Data to use |
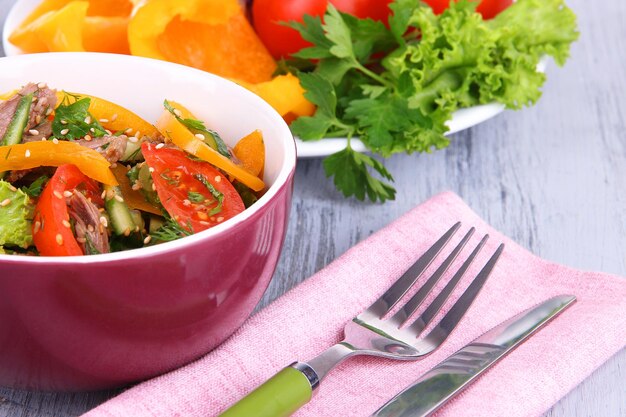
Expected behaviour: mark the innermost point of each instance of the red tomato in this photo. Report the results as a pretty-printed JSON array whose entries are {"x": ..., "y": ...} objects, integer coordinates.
[
  {"x": 282, "y": 41},
  {"x": 179, "y": 182},
  {"x": 50, "y": 236},
  {"x": 488, "y": 8}
]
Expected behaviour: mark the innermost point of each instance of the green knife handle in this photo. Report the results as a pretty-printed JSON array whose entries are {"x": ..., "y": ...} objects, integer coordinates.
[{"x": 280, "y": 396}]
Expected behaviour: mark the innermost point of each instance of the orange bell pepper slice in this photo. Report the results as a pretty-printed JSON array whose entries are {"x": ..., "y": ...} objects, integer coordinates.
[
  {"x": 47, "y": 153},
  {"x": 54, "y": 31},
  {"x": 112, "y": 116},
  {"x": 250, "y": 150},
  {"x": 175, "y": 131},
  {"x": 284, "y": 93},
  {"x": 133, "y": 199},
  {"x": 212, "y": 35}
]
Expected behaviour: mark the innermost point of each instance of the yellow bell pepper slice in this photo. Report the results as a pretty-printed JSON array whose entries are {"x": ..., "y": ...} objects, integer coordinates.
[
  {"x": 212, "y": 35},
  {"x": 250, "y": 150},
  {"x": 112, "y": 116},
  {"x": 48, "y": 153},
  {"x": 284, "y": 93},
  {"x": 172, "y": 129},
  {"x": 133, "y": 199}
]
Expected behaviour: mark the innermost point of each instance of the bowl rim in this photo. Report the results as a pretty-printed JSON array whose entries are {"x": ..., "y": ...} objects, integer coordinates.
[{"x": 287, "y": 169}]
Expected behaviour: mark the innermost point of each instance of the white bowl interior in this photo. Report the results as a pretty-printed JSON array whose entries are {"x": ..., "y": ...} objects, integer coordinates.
[{"x": 141, "y": 85}]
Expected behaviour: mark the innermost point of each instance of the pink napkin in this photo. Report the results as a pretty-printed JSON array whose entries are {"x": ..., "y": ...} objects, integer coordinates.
[{"x": 311, "y": 317}]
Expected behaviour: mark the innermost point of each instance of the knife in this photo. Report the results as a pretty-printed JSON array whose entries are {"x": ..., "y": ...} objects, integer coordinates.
[{"x": 452, "y": 375}]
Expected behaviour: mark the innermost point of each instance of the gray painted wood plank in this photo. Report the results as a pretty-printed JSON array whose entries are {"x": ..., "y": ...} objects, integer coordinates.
[{"x": 552, "y": 177}]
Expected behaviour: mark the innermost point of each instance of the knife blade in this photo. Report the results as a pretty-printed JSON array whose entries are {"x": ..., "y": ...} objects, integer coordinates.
[{"x": 451, "y": 376}]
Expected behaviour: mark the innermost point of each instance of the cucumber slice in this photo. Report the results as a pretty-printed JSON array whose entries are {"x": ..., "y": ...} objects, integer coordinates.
[
  {"x": 15, "y": 129},
  {"x": 122, "y": 221}
]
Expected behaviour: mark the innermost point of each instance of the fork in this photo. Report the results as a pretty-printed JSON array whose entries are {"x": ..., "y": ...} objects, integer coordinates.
[{"x": 375, "y": 332}]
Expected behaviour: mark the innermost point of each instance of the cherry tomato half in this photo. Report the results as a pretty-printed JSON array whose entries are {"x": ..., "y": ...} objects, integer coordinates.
[
  {"x": 282, "y": 41},
  {"x": 190, "y": 190},
  {"x": 488, "y": 8},
  {"x": 50, "y": 235}
]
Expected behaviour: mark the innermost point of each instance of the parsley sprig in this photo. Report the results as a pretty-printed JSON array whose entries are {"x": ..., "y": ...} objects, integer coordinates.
[{"x": 396, "y": 86}]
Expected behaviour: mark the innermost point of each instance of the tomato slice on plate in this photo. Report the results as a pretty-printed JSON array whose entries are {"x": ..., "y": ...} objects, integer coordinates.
[
  {"x": 193, "y": 192},
  {"x": 51, "y": 235}
]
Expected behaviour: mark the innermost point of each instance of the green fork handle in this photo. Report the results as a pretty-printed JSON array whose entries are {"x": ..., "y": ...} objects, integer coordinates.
[{"x": 280, "y": 396}]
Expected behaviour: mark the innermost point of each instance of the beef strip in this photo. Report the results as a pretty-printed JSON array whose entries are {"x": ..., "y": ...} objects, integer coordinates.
[
  {"x": 89, "y": 231},
  {"x": 111, "y": 147},
  {"x": 8, "y": 107}
]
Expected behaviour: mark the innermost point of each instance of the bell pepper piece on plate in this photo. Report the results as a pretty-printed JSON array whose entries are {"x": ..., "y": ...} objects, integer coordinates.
[
  {"x": 284, "y": 93},
  {"x": 175, "y": 131},
  {"x": 134, "y": 199},
  {"x": 49, "y": 153},
  {"x": 250, "y": 150},
  {"x": 212, "y": 35},
  {"x": 54, "y": 31},
  {"x": 112, "y": 116},
  {"x": 106, "y": 34}
]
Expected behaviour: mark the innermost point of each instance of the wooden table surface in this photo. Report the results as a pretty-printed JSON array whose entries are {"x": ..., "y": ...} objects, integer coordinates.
[{"x": 552, "y": 177}]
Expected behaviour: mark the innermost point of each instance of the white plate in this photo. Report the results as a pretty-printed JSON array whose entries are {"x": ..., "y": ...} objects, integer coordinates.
[{"x": 461, "y": 119}]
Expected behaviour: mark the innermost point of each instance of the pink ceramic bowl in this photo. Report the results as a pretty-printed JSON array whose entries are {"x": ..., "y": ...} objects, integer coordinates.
[{"x": 82, "y": 323}]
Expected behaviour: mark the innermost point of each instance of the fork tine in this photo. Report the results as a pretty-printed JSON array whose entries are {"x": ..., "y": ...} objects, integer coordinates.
[
  {"x": 458, "y": 310},
  {"x": 386, "y": 302},
  {"x": 427, "y": 316},
  {"x": 416, "y": 301}
]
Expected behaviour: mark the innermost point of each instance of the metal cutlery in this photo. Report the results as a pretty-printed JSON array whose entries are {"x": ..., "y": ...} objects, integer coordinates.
[
  {"x": 446, "y": 380},
  {"x": 377, "y": 333}
]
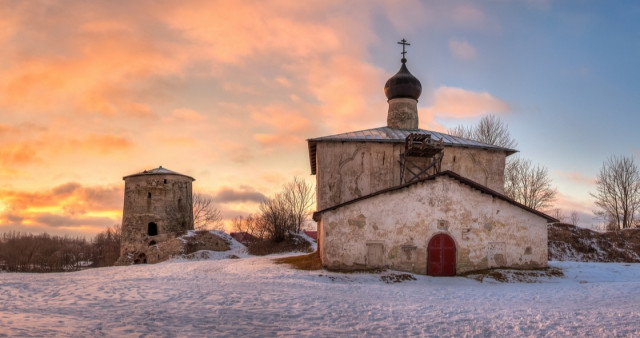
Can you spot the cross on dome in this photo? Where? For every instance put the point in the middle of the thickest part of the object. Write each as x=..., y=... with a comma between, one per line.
x=404, y=43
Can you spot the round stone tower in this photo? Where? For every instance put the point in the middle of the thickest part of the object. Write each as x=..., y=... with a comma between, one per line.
x=157, y=206
x=402, y=91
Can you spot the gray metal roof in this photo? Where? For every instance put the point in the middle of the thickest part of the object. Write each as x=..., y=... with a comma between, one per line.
x=388, y=134
x=158, y=171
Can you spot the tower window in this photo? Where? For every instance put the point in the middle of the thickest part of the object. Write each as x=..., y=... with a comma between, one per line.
x=152, y=229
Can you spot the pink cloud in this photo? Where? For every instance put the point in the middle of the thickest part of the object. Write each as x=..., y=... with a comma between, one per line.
x=578, y=177
x=462, y=50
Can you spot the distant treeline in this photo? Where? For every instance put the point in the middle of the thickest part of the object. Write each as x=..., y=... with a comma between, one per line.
x=25, y=252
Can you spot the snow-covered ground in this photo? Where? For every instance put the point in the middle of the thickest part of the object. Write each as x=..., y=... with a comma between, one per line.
x=253, y=296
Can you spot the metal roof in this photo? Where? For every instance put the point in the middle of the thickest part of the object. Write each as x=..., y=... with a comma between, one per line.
x=463, y=180
x=158, y=171
x=388, y=134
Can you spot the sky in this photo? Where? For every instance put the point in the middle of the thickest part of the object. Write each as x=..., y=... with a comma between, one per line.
x=228, y=92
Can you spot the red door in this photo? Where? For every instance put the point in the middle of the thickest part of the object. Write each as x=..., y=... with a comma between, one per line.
x=441, y=256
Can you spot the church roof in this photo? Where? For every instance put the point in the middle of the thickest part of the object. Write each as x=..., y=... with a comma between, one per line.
x=158, y=171
x=450, y=174
x=395, y=135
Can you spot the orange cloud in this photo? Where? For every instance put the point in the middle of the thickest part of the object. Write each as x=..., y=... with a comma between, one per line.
x=187, y=115
x=67, y=206
x=279, y=140
x=578, y=177
x=18, y=155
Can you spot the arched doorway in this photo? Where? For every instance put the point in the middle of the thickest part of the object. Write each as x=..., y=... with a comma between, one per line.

What you need to do | Reply with an exact copy of the lines running from the one containing "Can you spot the sky" through the end of the entries above, both ends included.

Solution to this task |
Can you spot the sky in this photo? Where? For every instance put the point in the middle of the thickest part of the object. Write each as x=..., y=... with a comma between, one per line.
x=228, y=92
Can you spot the red door in this photo? Where? For every instance put the point in the middle of the thickest part of the object. Write each as x=..., y=... with a comma between, one per line.
x=441, y=256
Can you spot the church roof in this photo? Where? For every instance put the point in the middle of the thickest part of the object. Write each as x=..., y=... with a comma between, one per line.
x=158, y=171
x=450, y=174
x=395, y=135
Can you spot the orange cloud in this photo? Where? For every instance put the point in the middle of the thickest part of the object. Write each as x=..., y=... with a comma between, one per line.
x=187, y=115
x=67, y=206
x=279, y=140
x=578, y=177
x=18, y=155
Can you spot the arched doorway in this photo? Where? For every instance put the point in the middle of the thickest part of the object. Write each as x=..., y=... with a comma between, one per line.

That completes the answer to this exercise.